> **Short task**
Put the records starting at the line that contains "--find pink sweater" and ending at the line that contains "(221, 192), (236, 262)", both ends included, into a two-column CSV with the columns record_text and answer. Give one row per record, with its text and its answer each in a single quoted field and any line breaks replaced by spaces.

> **Items**

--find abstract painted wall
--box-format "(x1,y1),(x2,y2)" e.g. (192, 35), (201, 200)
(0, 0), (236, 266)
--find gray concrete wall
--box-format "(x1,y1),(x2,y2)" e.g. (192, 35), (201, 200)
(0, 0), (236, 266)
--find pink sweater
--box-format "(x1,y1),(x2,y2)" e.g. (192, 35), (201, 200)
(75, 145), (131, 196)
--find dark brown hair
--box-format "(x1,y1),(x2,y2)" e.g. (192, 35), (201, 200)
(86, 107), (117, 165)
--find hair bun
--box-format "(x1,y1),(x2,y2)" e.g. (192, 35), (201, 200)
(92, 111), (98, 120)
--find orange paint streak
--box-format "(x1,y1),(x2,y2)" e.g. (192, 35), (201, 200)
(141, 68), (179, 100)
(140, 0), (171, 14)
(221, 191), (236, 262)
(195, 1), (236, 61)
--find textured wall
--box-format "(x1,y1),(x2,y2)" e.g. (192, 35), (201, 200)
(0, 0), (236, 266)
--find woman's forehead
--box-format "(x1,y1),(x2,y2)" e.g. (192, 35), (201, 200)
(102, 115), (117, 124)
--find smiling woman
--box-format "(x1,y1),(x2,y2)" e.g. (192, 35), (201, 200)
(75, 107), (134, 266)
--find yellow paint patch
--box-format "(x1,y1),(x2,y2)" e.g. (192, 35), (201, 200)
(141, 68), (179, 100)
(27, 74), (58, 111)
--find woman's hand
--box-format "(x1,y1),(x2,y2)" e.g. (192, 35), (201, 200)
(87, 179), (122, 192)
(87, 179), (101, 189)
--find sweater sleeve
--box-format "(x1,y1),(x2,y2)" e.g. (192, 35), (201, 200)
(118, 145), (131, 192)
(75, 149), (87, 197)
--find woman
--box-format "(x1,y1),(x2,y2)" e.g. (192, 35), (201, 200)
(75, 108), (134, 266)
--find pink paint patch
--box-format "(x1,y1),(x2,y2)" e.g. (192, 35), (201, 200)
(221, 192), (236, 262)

---

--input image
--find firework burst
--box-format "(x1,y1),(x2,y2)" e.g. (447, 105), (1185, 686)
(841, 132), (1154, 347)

> **Solution to this problem**
record_text,answer
"--find pink sweater --box-format ""(x1,y1),(x2,y2)"" e.g. (192, 35), (201, 200)","(75, 145), (131, 196)"
"--find dark brown hair --box-format ""(x1,y1),(x2,y2)"" e.g. (192, 35), (201, 200)","(86, 107), (117, 165)"
"--find hair bun --box-format ""(x1,y1),(x2,y2)"" e.g. (192, 35), (201, 200)","(92, 111), (98, 120)"
"--find orange paint streak --box-format ""(x1,y1),(x2,y2)"" e.g. (192, 35), (201, 200)","(141, 68), (179, 100) (140, 0), (171, 14) (221, 191), (236, 262) (195, 1), (236, 61)"
"--find textured wall --box-format ""(x1,y1),(x2,y2)"" e.g. (192, 35), (201, 200)","(0, 0), (236, 266)"
"--find woman's forehead --box-format ""(x1,y1),(x2,y2)"" e.g. (192, 35), (201, 200)","(102, 115), (117, 124)"
"--find smiling woman --box-format ""(x1,y1),(x2,y2)"" e.g. (192, 35), (201, 200)","(75, 107), (134, 266)"
"--find yellow paint patch --box-format ""(x1,y1),(x2,y2)"" e.g. (192, 35), (201, 200)","(141, 68), (179, 100) (27, 74), (58, 111)"
"--find woman's hand --box-format ""(x1,y1),(x2,y2)"" e.g. (192, 35), (201, 200)","(87, 179), (122, 192) (87, 179), (101, 189)"
"--find sweater sleeve --box-format ""(x1,y1),(x2,y2)"" e.g. (192, 35), (201, 200)","(118, 145), (131, 192) (75, 149), (87, 197)"
"--find woman --box-format ""(x1,y1),(x2,y2)"" e.g. (192, 35), (201, 200)","(75, 108), (134, 266)"
"--find pink paint patch --box-format ""(x1,y1),(x2,y2)"" e.g. (192, 35), (201, 200)","(221, 192), (236, 262)"